Windows Easy Transfer is a specialized file transfer program developed by Microsoft that allows users of the Windows operating system to transfer personal files and settings from a computer running an earlier version of Windows to a computer running a newer version.

Windows Easy Transfer was introduced in Windows Vista and is included in Windows 7, Windows 8, and Windows 8.1. It replaces the Files and Settings Transfer Wizard included with Windows XP and offers limited migration services for computers running Windows 2000 SP4 and Windows XP SP2.  For all versions of Windows, it does not transfer applications—only files and settings. 

Microsoft incorporated a key technology into the Windows Easy Transfer tool based on its acquisition of Apptimum in 2006. Apptimum's technology complemented the transfer experience offered across multiple Windows operating systems, including Windows 7, Windows 8.1, Windows Vista and Windows 10.
# # # # # # #
* Set exercise A *
Answer these questions from the text on Windows Easy Transfer, one per line:
(i) In which version of Windows was Windows Easy Transfer introduced?
(ii) What tool included with Windows XP does it replace?
(iii) Which company's technology, acquired in 2006, did Microsoft incorporate into it?

* Data rows *
# # # # # # #
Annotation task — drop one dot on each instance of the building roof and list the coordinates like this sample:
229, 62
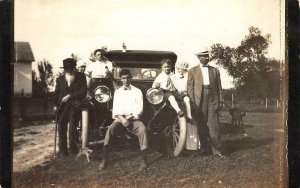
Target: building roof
23, 52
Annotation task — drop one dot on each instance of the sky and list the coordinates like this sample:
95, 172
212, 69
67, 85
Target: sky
57, 28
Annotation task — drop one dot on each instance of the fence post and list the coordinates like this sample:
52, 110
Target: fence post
232, 99
22, 106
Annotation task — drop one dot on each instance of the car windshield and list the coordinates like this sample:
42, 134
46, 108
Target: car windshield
139, 73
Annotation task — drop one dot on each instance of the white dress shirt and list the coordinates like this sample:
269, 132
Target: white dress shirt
181, 82
205, 74
162, 80
128, 102
97, 69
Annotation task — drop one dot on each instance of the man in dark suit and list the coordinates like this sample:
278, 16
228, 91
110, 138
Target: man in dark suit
71, 88
205, 92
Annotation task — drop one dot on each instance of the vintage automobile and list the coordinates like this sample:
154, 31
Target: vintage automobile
160, 118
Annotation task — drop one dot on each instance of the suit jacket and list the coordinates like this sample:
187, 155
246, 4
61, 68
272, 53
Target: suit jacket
77, 89
195, 84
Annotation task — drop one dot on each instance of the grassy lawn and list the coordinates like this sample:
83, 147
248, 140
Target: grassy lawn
256, 160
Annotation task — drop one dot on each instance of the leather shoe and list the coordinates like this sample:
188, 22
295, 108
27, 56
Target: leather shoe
180, 113
191, 121
204, 152
102, 164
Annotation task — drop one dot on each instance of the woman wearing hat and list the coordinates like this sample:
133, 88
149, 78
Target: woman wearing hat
181, 76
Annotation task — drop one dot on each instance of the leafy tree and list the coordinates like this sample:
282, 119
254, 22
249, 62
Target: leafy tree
45, 81
255, 76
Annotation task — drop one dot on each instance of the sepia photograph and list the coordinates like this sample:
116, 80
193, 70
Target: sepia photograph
111, 93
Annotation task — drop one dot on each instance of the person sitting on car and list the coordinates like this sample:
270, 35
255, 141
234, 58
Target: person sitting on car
165, 81
99, 72
127, 110
180, 83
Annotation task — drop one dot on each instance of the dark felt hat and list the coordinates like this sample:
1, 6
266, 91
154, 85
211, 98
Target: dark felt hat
69, 64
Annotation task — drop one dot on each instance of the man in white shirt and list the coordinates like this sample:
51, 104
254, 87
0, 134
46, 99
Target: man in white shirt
205, 92
127, 109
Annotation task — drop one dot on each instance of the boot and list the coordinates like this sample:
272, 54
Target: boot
103, 163
144, 163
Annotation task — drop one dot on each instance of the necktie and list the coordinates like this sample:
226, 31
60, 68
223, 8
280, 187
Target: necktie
169, 83
127, 88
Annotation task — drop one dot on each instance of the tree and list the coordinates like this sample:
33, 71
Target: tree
255, 76
45, 76
46, 81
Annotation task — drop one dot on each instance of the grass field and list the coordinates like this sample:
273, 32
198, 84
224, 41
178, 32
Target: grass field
256, 160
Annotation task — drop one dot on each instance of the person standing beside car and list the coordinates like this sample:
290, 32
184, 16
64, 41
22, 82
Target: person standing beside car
205, 92
70, 90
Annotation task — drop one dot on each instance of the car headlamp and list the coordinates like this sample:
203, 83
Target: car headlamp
102, 94
155, 96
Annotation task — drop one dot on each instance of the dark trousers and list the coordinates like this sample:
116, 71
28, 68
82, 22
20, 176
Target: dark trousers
68, 114
137, 128
209, 130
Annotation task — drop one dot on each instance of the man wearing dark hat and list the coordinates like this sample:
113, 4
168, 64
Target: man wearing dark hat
70, 89
205, 92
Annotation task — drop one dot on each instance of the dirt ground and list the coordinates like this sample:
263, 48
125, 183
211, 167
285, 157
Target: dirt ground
256, 160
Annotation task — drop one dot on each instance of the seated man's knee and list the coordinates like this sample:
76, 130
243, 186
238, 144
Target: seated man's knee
186, 99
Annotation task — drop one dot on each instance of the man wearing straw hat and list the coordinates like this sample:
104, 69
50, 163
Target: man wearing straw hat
70, 89
205, 92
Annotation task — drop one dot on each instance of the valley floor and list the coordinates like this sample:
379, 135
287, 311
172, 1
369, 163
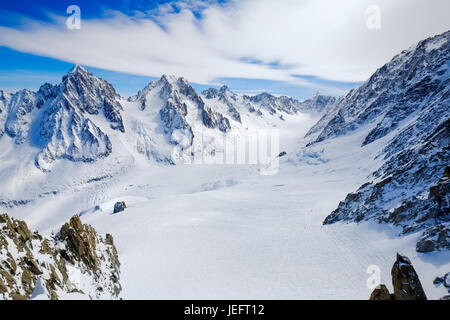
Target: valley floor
227, 232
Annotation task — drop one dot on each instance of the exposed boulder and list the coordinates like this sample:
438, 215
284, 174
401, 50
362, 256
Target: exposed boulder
75, 260
434, 238
119, 207
405, 281
445, 281
380, 293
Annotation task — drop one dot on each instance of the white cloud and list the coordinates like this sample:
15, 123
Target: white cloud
324, 38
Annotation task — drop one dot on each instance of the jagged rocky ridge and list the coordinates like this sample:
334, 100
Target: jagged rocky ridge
75, 260
405, 282
407, 101
67, 121
60, 120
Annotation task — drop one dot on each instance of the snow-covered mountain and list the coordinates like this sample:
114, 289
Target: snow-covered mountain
405, 107
83, 120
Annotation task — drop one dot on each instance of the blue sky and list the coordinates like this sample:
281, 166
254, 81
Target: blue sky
250, 45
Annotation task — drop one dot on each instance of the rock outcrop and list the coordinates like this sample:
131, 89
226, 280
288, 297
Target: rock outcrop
405, 282
405, 103
75, 260
119, 206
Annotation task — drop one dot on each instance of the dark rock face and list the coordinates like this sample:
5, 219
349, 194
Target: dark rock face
119, 207
445, 281
56, 118
405, 281
47, 264
410, 94
212, 119
392, 93
435, 238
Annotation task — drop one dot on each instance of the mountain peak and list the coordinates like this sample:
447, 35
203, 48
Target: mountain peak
77, 68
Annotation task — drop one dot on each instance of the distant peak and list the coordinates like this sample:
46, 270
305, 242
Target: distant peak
169, 78
224, 88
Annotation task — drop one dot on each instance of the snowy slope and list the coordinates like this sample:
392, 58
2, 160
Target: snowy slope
405, 104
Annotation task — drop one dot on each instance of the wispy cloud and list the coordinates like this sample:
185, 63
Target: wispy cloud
255, 39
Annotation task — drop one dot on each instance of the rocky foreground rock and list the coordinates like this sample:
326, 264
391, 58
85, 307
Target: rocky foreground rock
75, 260
405, 282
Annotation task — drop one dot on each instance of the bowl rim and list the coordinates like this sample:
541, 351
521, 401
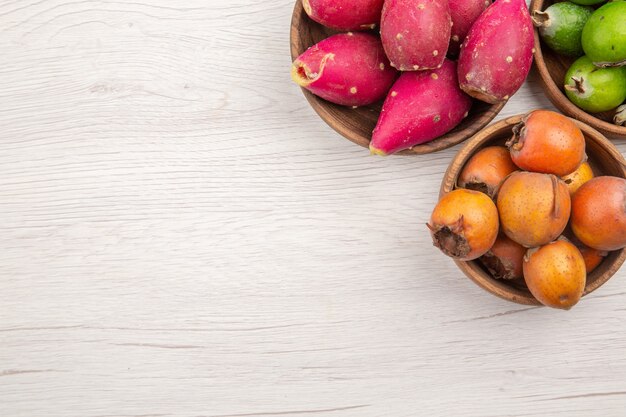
# # # # # # #
* Set exercise B *
Pull out every line of the records that contains the word "snowy", copying each one unchanged.

* Exercise result A *
(i) Windows Vista
(ii) The Files and Settings Transfer Wizard
(iii) Apptimum

* Exercise result B *
Annotation task — drop one dot on each instance of the snowy slope and list the coordinates like this sample:
Target: snowy slope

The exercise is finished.